>>>>>

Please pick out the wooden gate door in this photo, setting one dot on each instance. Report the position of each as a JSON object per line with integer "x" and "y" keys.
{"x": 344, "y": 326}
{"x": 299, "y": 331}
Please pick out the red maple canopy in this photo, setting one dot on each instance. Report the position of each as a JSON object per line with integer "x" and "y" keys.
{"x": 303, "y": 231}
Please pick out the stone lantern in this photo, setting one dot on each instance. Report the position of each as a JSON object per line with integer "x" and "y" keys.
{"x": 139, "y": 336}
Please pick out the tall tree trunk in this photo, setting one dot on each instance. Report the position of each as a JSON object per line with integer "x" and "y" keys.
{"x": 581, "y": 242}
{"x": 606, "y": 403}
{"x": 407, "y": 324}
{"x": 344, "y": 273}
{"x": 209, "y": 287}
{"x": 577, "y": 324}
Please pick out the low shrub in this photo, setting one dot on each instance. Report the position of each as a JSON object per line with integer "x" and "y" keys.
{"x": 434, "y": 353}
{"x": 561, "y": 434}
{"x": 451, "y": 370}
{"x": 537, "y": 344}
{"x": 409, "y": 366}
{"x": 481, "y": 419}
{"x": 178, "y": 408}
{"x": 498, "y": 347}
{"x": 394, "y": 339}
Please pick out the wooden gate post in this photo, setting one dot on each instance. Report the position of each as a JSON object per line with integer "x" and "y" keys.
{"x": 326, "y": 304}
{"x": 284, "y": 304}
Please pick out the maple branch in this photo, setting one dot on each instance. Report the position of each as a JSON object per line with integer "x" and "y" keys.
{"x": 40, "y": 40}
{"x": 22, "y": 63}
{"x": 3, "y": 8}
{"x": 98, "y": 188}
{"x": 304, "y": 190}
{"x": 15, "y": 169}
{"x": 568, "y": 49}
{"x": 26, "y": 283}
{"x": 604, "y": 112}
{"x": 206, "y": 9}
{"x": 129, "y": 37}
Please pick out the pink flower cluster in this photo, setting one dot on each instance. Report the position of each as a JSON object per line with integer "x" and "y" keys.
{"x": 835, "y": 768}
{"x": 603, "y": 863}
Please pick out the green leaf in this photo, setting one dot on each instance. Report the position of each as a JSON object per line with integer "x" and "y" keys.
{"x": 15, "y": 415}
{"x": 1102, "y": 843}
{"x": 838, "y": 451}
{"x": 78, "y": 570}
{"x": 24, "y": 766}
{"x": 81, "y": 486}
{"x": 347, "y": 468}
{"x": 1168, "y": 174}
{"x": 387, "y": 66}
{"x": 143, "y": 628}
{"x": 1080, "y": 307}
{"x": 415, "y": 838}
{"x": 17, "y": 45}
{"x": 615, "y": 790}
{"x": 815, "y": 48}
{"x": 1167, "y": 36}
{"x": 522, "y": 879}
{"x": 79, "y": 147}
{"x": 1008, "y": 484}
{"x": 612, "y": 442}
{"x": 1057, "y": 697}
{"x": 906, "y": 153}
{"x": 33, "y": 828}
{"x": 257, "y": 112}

<<<<<

- What needs to be done -
Arrange the entries as a two-column CSV with the columns entry and answer, starting at the line that contains "Please pick out the green" and ending at the end of the entries, one row per entry. Place each entry's text and its answer in their own quoted field, replacing every line break with a space.

- Task output -
entry,answer
"Please pick out the green leaf in this photo, setting one dot on each instance. Report the position of each as a JSON object per line with integer ""x"" and ""y"" keys.","{""x"": 15, ""y"": 415} {""x"": 1102, ""y"": 843} {""x"": 838, ""y"": 451} {""x"": 78, ""y"": 570} {""x"": 24, ""y"": 766} {""x"": 81, ""y"": 486} {""x"": 347, ""y"": 468} {""x"": 1168, ""y"": 174} {""x"": 387, ""y"": 66} {""x"": 143, ""y"": 628} {""x"": 1080, ""y"": 307} {""x"": 415, ""y"": 838} {""x"": 17, ""y"": 45} {""x"": 615, ""y"": 790} {""x"": 815, ""y"": 48} {""x"": 1167, ""y"": 36} {""x"": 522, ""y"": 879} {""x"": 79, ""y"": 147} {""x"": 1008, ""y"": 484} {""x"": 612, ""y"": 442} {""x"": 1057, ""y"": 697} {""x"": 906, ""y"": 153} {""x"": 33, ""y"": 828} {""x"": 257, ""y"": 112}"